• [What is expected]: Repeat the entries exactly. Leave nothing out.

START Source material

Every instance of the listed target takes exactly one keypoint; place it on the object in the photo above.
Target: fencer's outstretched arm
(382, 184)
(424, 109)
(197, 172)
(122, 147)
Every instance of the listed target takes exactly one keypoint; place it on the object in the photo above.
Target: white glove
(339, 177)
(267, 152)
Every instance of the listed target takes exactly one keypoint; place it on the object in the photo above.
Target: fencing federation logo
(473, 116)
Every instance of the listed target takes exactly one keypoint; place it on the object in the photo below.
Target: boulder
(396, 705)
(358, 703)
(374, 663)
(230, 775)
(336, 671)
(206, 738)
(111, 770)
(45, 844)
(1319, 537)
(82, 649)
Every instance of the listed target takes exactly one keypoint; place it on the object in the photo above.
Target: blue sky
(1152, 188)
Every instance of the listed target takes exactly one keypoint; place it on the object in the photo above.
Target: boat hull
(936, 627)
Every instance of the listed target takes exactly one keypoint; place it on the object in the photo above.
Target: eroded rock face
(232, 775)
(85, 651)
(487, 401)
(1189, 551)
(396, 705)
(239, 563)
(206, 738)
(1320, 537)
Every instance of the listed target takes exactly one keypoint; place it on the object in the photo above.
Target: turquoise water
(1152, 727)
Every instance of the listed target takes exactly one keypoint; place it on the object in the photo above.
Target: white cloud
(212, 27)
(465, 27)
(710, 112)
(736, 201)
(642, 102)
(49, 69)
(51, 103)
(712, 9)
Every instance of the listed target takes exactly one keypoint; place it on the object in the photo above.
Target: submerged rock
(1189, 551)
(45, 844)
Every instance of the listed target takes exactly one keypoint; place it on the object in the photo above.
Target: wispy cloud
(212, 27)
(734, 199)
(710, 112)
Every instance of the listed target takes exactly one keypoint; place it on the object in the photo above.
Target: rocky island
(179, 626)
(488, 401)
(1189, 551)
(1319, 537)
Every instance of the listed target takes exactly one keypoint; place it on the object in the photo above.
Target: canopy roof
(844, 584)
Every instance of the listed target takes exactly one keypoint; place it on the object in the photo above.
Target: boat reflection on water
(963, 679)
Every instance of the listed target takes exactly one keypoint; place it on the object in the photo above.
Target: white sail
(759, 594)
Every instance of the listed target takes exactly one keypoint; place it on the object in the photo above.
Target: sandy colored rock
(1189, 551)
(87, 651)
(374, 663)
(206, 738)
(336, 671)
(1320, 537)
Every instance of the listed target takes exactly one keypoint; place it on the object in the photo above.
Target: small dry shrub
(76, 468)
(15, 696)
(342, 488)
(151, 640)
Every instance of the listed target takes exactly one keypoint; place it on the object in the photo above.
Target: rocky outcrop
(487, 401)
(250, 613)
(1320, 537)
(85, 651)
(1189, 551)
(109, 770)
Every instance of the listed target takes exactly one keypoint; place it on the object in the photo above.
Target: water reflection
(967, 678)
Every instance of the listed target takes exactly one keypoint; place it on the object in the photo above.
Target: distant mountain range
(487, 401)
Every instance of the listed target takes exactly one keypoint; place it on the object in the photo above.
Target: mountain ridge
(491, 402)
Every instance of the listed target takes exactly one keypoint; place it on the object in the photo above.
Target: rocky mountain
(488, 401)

END Source material

• [Response to the task]:
Every instance of the listed target takes exactly one keypoint; place it on the object in the photo above.
Target: fencer's outstretched arm
(382, 184)
(424, 109)
(197, 172)
(122, 147)
Every instance of the listed target takes exactly one keypoint; place it on the object in the photo above.
Target: white glove
(339, 177)
(267, 152)
Every instance of the listed target takes exactly one keypoint; place it on the object in the photo above.
Target: fencing federation logo
(473, 116)
Every instance of the listed target takes exactly one keypoint; place it on the object in the photo below.
Target: boulder
(396, 705)
(358, 703)
(374, 663)
(230, 775)
(336, 671)
(206, 738)
(111, 770)
(45, 844)
(1319, 537)
(82, 649)
Every instance of the listed target takes exactly one keypoint; place it on the object in the photo above.
Target: blue sky
(1152, 188)
Every instance of the listed target takes exactly one keypoint; place it on the object in the photo above.
Target: boat hull
(936, 627)
Every instance of the listed target takes exactly one keypoint; place it on the object in the photo above.
Target: eroded rock face
(232, 775)
(85, 651)
(487, 401)
(1189, 551)
(396, 705)
(239, 563)
(206, 738)
(1320, 537)
Every instance of the listed target takes exactly one keypoint; place it on the object in the photo above.
Target: turquoise water
(1152, 727)
Every instance of the listed target takes exactly one keypoint; place it on the object in the photo above.
Target: white cloud
(212, 27)
(465, 27)
(710, 112)
(736, 201)
(642, 102)
(49, 69)
(51, 103)
(712, 9)
Every instance of the listed target takes exactly one keypoint; place it on the object in the photo above.
Target: submerged rock
(1189, 551)
(45, 844)
Every instance of the listed target takes exactly one keypoint; place it on the object in the photo above.
Target: wispy cloud
(212, 27)
(734, 199)
(710, 112)
Every instance of the listed target takes exactly one keypoint; place it on the object in the photo above.
Target: rocky island
(179, 626)
(488, 401)
(1189, 551)
(1319, 537)
Every instance of the listed target takes exactly one keypoint; place it on the object in the photo above.
Target: canopy roof
(844, 584)
Every instance of the listed target takes exactly one keypoint; place it on the object in the photo above.
Target: boat reflection on water
(963, 679)
Every instance of the listed target takes exactly one keypoint; place it on the object in the photo above.
Target: white sail
(759, 594)
Every instance of the listed target takes exactly one keypoint; place it on the object in the photo above.
Target: sandy colored rock
(1189, 551)
(87, 651)
(374, 663)
(206, 738)
(336, 671)
(1320, 537)
Every instance of the listed target takes exactly one keypoint; place it on the object in the photo above.
Target: small dry shrub
(76, 468)
(15, 696)
(342, 488)
(151, 640)
Every instance of the listed target takes exactly one keypoint; place it on the object in the photo above.
Target: rocky outcrop
(487, 401)
(250, 613)
(1320, 537)
(85, 651)
(1189, 551)
(109, 770)
Every instance of the listed target takes exactly one keypoint; place it on the object in the photo above.
Target: water reflection
(967, 678)
Every instance of the listed target takes exactly one keypoint; place it on the object in the photo above.
Target: distant mountain range
(487, 401)
Every instance of the listed target takes exactly one keypoint; place it on the object in the photo above.
Target: mountain ridge
(491, 402)
Every instance of the listed target takes exactly one keypoint; place it on the object in the photo above.
Target: rocky mountain
(488, 401)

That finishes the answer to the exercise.